Instruction » In the listing, rewrite the lines from the one containing "the girl's eye" through the one containing "x=282, y=117", inclusive, swapping "keypoint" for "marker" and changing nothing else. Return only those lines.

Pointing dataset excerpts »
[start]

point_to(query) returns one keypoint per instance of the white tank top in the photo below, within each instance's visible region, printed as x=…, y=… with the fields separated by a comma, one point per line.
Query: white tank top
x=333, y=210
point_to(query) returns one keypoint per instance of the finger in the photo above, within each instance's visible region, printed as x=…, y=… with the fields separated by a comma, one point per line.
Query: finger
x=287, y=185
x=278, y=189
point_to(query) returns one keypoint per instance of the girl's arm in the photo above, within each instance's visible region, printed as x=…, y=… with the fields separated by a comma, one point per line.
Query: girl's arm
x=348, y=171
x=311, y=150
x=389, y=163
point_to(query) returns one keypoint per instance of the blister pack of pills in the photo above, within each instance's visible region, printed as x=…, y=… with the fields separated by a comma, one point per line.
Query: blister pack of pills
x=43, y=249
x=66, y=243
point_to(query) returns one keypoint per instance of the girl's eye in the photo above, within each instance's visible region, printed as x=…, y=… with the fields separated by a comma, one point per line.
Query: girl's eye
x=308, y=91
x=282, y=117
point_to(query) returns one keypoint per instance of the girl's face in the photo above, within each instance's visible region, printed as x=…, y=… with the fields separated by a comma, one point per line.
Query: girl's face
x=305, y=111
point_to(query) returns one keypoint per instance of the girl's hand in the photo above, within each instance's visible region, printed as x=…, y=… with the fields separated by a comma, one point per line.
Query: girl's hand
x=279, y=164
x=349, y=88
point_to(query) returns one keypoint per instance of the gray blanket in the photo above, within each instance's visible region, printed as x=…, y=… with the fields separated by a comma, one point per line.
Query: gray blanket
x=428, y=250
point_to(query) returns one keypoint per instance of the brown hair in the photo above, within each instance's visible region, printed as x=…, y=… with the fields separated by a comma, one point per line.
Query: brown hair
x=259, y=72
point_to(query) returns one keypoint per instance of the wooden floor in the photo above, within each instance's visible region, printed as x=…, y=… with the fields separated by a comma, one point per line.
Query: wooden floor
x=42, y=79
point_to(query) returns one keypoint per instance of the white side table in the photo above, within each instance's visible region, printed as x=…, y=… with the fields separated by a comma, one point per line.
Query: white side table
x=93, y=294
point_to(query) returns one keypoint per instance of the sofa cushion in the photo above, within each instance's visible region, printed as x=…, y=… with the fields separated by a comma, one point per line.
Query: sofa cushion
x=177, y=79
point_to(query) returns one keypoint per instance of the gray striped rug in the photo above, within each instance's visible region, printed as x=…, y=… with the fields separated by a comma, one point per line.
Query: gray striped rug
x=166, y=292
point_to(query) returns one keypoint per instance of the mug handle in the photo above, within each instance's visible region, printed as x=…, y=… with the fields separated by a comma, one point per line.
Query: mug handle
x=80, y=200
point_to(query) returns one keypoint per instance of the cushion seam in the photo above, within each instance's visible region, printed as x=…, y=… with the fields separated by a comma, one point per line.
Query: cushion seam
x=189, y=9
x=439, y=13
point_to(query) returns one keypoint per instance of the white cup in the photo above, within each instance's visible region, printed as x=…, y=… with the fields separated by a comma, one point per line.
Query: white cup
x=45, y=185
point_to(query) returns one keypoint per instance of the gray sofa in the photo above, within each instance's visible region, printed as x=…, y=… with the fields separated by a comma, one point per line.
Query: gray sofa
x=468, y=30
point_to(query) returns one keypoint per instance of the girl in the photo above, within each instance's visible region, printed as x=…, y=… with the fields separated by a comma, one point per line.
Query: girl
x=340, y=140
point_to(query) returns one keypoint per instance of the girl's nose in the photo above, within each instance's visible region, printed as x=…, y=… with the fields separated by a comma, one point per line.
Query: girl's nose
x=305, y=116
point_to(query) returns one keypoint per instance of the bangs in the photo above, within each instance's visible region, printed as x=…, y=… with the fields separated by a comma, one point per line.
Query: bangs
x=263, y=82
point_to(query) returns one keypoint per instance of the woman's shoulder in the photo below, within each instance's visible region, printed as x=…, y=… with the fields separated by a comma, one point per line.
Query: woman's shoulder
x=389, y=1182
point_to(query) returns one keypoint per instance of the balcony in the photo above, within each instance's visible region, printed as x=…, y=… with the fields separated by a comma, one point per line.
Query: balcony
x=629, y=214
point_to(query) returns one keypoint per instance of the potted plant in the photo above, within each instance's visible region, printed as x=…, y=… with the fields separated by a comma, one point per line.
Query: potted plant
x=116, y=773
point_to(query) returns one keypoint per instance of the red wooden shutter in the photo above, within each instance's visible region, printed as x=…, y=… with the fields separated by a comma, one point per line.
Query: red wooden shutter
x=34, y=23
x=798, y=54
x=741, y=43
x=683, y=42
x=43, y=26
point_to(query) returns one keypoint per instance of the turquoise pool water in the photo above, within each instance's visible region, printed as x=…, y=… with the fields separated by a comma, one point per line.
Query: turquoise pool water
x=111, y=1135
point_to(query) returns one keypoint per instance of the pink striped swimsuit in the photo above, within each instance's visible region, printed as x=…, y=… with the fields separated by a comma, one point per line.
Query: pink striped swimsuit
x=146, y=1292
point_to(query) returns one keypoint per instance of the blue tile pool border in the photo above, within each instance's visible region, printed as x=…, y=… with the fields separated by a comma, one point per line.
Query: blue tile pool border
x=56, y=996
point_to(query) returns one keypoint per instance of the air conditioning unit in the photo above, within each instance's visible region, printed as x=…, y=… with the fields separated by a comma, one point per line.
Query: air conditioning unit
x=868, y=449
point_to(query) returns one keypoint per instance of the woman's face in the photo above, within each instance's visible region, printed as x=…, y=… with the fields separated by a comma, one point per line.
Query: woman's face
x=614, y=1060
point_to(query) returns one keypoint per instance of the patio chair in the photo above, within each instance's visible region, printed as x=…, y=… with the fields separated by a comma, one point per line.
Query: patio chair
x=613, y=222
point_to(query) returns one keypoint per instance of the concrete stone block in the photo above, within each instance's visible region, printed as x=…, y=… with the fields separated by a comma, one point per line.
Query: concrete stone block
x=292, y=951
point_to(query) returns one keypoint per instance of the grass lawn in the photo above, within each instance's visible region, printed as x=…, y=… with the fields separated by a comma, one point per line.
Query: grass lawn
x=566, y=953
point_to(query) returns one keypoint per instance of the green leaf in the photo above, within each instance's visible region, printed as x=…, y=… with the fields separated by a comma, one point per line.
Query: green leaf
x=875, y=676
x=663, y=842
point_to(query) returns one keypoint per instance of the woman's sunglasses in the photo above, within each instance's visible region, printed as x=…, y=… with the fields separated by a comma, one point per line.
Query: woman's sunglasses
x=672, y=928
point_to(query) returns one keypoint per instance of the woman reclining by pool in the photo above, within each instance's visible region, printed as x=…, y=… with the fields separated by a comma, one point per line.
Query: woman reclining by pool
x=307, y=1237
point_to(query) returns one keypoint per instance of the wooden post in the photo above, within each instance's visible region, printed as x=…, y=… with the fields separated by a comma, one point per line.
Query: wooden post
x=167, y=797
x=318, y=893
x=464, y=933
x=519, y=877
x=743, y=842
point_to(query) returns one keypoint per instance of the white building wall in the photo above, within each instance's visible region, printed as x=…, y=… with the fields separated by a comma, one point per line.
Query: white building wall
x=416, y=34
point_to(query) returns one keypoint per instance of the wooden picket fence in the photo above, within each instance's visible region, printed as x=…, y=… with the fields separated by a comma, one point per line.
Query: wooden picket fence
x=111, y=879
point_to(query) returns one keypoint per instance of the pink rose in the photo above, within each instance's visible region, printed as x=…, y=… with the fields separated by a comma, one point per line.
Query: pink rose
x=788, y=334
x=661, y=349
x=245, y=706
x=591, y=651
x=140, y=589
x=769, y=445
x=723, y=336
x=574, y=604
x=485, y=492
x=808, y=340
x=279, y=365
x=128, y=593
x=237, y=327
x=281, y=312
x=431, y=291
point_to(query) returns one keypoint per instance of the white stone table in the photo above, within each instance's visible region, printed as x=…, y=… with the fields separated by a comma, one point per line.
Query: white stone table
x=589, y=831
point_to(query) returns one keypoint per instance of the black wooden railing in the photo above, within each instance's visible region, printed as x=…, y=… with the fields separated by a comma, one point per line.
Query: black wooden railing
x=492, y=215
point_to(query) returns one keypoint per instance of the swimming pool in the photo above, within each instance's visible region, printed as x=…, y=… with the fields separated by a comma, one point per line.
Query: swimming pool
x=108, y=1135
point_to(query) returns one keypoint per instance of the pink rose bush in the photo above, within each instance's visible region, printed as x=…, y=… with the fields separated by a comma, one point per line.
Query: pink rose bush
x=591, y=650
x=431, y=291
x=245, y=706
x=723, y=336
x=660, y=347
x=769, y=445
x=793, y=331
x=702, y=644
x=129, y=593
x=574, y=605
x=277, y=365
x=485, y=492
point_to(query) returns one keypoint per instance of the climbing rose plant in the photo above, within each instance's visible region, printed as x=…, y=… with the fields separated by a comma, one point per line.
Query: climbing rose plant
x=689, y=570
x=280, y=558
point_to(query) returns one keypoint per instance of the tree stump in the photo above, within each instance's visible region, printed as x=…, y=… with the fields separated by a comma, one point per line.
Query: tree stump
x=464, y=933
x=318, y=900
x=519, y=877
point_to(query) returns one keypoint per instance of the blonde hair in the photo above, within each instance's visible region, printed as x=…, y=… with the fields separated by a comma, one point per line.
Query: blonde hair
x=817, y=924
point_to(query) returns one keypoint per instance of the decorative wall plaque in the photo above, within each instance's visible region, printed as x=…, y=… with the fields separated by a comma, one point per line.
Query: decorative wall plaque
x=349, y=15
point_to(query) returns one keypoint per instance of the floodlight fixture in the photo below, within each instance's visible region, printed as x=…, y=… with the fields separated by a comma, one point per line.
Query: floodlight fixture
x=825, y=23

[end]

Answer to the exercise »
point_to(query) returns one marker per instance of the girl's eye in the photo above, within each instance's visible region, printed as x=…, y=… with the fields separated by a comma, one point per line.
Query: girl's eye
x=308, y=91
x=282, y=117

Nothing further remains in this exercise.